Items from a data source

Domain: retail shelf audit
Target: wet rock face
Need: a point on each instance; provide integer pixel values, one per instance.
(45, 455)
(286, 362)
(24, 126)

What to do: Copy down every record, keeping each one exact.

Answer section:
Domain: retail shelf audit
Target: wet rock face
Need: a point on each instance; provide integer pixel values, one per instance.
(45, 455)
(286, 362)
(24, 126)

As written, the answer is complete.